Stated task:
Copy every line of the material below without changing a single character.

= = =

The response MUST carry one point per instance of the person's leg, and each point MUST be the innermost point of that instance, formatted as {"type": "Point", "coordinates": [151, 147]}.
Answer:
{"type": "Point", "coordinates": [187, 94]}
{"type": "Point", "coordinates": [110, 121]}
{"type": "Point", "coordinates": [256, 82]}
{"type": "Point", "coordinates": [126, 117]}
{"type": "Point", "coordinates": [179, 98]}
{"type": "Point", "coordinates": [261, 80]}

= = =

Task answer:
The response MUST carry one point per instance of the person's leg, and each point MUST be the innermost point of that instance, formatted as {"type": "Point", "coordinates": [151, 147]}.
Answer:
{"type": "Point", "coordinates": [187, 94]}
{"type": "Point", "coordinates": [110, 121]}
{"type": "Point", "coordinates": [256, 82]}
{"type": "Point", "coordinates": [126, 117]}
{"type": "Point", "coordinates": [179, 98]}
{"type": "Point", "coordinates": [261, 80]}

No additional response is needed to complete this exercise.